For US filers, many International Searching Authority fees will change in the next few weeks.
It is recalled that for US filers, usually there are eight ISAs to choose from. (Sometimes there may be more choices, for example if there is more than one applicant and if the RO is RO/IB.) There are many factors to consider in the choice of an ISA, and price is not at all the only factor to consider. But this blog article reviews the prices of these eight ISAs since this may influence a particular filer’s choice of ISA.
- The USD fee for ISA/US (for a filer that is a large entity) remains unchanged at $2080.
- The USD fee for ISA/EP remains unchanged at $2053.
- The USD fee for ISA/SG remains unchanged at $1633.
- The USD fee for ISA/AU will decrease on November 1 from $1589 to $1492.
- The USD fee for ISA/JP (for services provided in English) will increase on November 1 from $1369 to $1472.
- The USD fee for ISA/US (for a filer that is a small entity) remains unchanged at $1040.
- The USD fee for ISA/KR (for services provided in English) will decrease on October 10 from $1101 to $991.
- The USD fee for ISA/IL remains unchanged at $963.
- The USD fee for ISA/RU remains unchanged at $612.

**Data excerpts**

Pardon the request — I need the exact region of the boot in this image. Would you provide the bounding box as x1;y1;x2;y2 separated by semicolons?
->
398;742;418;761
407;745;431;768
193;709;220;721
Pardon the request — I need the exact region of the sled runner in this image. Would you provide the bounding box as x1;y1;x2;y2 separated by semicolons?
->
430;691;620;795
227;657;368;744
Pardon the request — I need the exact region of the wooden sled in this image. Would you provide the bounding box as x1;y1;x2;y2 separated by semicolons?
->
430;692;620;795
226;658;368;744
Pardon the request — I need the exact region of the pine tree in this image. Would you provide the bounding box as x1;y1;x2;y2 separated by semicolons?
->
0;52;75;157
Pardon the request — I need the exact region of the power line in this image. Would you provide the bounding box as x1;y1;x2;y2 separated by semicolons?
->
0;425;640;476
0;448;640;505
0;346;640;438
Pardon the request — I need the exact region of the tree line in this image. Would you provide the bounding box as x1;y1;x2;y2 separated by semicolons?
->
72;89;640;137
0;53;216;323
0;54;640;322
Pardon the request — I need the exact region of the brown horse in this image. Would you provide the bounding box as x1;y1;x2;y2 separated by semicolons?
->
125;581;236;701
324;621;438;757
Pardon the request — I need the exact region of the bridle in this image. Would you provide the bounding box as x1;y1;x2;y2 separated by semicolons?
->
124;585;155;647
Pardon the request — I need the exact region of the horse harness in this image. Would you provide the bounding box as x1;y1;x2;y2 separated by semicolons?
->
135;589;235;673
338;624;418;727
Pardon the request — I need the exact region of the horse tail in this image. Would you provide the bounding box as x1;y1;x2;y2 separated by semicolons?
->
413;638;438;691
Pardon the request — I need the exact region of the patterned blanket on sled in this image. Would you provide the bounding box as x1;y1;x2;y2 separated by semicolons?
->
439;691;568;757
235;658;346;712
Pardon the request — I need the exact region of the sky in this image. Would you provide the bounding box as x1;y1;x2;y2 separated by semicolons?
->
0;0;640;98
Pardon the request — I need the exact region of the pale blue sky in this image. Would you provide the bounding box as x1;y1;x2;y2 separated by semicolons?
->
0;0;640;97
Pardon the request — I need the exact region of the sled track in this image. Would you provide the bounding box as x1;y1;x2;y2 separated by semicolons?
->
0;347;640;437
* * *
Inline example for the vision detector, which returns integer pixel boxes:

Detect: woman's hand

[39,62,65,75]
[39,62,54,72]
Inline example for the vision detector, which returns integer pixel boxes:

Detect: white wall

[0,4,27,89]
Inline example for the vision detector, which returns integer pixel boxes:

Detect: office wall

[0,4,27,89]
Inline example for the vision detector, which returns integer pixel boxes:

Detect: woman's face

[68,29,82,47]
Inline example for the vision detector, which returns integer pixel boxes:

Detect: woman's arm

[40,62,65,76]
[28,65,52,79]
...
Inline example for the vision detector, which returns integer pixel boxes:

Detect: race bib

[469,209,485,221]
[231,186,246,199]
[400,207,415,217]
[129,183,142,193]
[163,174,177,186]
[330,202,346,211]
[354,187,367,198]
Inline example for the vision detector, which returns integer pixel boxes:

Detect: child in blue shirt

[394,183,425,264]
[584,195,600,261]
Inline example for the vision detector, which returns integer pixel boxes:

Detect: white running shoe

**Assigned task 1**
List the ISAs whose USD fees the article on International Searching Authority fees says will change, along with the old fee, the new fee and the date of each change.
**Assigned task 2**
According to the article on International Searching Authority fees, what is the USD fee for ISA/RU?

**Final answer 1**
- ISA/AU: decreases from $1589 to $1492 on November 1
- ISA/JP (services provided in English): increases from $1369 to $1472 on November 1
- ISA/KR (services provided in English): decreases from $1101 to $991 on October 10

**Final answer 2**
$612, unchanged.